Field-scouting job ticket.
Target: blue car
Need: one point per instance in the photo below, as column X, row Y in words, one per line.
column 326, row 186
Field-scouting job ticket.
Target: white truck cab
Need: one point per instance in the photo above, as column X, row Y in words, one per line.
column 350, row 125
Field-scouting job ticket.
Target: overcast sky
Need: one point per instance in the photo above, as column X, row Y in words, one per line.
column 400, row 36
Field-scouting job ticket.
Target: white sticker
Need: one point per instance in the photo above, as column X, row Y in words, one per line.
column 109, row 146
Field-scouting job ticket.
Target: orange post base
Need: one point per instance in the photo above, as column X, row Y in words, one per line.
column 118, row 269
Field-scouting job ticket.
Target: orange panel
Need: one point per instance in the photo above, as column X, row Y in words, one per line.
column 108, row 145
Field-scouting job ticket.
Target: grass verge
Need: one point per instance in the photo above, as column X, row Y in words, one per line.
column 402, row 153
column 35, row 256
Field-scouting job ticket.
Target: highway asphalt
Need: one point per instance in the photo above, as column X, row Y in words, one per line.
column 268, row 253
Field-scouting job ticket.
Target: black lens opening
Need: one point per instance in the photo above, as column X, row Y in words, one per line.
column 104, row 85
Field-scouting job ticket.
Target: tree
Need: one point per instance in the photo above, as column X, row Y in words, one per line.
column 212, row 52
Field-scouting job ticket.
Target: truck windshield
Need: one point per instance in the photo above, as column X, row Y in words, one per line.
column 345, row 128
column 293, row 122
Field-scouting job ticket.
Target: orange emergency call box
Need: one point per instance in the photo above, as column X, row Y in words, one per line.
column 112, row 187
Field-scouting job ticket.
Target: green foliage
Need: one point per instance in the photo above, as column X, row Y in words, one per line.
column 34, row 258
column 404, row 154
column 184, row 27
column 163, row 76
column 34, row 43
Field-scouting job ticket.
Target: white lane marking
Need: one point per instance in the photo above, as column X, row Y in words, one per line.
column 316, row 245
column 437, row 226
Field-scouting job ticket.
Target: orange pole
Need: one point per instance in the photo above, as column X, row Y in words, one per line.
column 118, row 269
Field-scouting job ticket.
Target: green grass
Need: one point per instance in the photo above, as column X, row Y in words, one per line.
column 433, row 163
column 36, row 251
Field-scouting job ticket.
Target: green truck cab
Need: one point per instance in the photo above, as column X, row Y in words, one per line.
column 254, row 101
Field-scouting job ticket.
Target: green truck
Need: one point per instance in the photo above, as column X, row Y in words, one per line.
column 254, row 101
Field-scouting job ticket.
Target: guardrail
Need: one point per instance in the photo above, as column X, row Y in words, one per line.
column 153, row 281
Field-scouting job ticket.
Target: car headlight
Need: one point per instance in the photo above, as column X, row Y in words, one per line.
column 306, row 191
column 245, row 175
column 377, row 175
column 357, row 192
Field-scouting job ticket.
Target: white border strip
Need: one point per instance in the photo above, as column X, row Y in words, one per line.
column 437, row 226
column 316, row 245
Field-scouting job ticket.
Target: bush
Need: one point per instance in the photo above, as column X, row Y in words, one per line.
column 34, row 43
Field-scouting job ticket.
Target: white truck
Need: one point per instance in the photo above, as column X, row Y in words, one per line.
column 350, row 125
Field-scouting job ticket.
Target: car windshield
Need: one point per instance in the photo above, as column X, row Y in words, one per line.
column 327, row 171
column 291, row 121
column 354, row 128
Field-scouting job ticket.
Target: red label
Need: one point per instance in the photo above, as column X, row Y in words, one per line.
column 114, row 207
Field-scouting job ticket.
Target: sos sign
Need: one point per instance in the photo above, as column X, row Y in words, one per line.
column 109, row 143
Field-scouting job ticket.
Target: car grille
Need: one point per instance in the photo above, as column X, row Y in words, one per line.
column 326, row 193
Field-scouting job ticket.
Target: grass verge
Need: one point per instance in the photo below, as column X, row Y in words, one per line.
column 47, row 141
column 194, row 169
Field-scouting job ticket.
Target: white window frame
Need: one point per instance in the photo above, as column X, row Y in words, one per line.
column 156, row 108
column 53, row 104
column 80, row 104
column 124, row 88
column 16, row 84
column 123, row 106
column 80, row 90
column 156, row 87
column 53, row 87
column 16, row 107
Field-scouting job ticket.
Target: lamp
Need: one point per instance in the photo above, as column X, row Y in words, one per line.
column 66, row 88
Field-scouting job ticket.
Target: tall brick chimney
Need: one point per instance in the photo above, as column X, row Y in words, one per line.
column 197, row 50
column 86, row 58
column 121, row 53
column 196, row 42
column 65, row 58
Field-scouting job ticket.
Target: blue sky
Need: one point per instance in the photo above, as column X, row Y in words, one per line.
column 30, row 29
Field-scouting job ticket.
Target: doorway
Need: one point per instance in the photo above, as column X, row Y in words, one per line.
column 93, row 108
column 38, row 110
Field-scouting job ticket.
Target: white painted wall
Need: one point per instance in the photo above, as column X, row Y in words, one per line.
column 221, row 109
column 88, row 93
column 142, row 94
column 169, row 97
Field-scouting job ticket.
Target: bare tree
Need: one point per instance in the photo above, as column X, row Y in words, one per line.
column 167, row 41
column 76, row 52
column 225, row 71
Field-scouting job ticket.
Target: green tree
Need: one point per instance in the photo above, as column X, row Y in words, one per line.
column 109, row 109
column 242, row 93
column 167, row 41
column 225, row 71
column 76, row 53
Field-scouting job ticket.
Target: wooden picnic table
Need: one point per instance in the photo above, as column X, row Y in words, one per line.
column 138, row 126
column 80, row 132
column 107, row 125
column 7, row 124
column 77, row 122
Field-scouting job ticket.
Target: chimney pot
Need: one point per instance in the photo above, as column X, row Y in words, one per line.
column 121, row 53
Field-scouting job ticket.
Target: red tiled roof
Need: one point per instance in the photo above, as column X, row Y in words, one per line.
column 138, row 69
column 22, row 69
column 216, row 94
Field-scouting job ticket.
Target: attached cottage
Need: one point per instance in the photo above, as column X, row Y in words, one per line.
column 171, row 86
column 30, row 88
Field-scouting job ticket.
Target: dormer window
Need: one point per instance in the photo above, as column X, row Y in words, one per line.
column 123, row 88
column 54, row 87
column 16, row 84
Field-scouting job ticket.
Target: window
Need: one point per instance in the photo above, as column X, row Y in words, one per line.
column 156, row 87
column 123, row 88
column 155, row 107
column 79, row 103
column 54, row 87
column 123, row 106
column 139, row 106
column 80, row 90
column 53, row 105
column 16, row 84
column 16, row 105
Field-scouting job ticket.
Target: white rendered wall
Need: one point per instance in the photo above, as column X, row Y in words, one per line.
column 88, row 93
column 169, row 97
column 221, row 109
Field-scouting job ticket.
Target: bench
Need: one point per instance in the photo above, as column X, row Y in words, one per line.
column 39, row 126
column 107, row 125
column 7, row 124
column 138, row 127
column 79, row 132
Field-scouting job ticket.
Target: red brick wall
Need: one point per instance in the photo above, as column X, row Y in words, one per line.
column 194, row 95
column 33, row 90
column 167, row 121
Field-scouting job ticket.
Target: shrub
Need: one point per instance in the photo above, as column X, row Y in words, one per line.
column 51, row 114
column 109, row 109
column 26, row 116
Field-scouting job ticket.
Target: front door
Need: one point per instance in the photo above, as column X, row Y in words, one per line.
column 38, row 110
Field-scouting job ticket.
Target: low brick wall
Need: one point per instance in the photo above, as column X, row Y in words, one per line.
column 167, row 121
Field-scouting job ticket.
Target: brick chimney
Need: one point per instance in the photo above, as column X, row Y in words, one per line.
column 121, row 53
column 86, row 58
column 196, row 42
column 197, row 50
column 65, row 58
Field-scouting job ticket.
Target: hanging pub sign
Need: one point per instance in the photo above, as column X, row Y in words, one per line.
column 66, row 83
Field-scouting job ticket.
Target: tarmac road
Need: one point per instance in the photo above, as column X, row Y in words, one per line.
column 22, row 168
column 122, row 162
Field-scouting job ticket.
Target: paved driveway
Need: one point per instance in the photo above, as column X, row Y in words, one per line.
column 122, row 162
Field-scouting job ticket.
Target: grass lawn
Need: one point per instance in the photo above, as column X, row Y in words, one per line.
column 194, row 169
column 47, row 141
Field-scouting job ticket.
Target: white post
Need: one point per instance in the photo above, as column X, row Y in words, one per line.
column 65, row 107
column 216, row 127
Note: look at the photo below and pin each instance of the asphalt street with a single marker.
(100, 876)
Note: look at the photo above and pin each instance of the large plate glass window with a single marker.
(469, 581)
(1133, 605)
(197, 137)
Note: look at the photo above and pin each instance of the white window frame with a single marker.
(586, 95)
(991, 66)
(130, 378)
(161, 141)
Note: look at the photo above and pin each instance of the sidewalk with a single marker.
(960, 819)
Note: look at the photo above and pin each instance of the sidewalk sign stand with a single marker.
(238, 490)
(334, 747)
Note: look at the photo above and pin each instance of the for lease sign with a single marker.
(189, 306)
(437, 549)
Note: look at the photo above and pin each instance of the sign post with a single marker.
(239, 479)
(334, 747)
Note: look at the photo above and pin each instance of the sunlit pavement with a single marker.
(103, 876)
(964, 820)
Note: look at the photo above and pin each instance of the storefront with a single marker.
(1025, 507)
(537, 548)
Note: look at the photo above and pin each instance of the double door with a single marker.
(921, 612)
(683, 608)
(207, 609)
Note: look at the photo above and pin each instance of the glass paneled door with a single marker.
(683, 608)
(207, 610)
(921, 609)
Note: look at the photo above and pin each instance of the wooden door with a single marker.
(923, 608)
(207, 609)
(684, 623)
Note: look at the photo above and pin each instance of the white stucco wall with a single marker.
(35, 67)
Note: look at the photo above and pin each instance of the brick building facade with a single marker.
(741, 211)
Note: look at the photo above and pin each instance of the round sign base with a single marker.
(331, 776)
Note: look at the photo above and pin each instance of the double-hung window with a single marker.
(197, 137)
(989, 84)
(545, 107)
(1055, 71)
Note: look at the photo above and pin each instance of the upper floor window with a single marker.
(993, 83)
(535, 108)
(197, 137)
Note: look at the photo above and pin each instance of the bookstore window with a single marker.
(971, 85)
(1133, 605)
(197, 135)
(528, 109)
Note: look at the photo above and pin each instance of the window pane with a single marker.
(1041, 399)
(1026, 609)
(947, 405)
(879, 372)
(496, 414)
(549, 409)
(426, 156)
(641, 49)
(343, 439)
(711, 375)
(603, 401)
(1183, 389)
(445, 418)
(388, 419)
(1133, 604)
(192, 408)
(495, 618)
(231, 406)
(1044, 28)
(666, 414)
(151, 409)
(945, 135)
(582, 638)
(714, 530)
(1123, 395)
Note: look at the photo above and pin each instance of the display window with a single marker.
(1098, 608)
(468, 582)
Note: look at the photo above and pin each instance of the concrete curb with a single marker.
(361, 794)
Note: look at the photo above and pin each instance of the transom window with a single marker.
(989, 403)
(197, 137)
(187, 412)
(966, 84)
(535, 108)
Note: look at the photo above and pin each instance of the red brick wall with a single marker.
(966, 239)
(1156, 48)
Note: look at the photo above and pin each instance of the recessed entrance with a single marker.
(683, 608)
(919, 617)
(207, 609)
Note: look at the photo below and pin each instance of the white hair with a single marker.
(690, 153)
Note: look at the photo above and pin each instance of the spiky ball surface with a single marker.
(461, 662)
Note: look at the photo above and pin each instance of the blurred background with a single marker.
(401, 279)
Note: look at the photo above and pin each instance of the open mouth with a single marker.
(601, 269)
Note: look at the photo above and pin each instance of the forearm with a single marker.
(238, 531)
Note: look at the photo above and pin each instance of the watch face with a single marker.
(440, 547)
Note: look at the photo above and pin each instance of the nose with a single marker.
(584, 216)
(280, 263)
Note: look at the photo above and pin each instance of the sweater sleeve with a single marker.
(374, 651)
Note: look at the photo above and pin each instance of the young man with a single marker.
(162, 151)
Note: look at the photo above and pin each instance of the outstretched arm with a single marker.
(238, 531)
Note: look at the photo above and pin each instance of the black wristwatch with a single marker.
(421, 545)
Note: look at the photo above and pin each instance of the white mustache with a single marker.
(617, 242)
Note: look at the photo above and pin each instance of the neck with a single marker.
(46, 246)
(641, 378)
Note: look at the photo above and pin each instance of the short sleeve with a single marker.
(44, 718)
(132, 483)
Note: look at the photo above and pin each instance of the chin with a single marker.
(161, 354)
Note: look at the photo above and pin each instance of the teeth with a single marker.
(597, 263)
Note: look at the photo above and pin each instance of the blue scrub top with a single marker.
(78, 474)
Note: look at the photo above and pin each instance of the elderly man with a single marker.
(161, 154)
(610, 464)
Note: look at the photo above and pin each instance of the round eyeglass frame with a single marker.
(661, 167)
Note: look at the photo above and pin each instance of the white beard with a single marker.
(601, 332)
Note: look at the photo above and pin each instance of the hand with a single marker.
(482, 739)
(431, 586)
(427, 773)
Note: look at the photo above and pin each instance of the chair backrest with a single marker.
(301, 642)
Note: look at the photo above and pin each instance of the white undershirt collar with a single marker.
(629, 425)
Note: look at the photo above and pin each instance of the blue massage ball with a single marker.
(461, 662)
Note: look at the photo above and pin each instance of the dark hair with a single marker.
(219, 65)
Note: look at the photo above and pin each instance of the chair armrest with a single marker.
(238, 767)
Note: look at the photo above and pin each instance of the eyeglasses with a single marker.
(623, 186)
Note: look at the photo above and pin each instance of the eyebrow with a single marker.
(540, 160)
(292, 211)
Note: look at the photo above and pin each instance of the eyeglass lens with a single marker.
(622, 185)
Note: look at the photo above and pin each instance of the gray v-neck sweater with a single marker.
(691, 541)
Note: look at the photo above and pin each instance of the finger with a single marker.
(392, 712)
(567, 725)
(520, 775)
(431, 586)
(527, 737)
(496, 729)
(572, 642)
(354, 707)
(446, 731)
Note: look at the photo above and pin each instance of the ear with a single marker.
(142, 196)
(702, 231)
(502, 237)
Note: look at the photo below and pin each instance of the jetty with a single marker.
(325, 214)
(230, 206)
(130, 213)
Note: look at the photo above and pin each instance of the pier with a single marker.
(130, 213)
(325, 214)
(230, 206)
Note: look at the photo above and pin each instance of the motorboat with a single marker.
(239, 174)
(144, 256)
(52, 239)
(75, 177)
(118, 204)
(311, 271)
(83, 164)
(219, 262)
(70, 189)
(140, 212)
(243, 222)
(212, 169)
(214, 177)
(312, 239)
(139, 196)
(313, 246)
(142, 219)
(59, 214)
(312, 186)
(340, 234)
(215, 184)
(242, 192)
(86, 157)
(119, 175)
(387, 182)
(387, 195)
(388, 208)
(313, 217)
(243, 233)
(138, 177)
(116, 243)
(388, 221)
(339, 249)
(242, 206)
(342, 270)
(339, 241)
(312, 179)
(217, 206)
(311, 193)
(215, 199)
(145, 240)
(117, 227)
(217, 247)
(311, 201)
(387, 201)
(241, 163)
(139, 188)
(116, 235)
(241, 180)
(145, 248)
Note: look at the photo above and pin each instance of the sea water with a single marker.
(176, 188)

▸ Work instruction
Search the data for the word "windshield" and report how many lines include it, with the number alone.

▸ Your response
2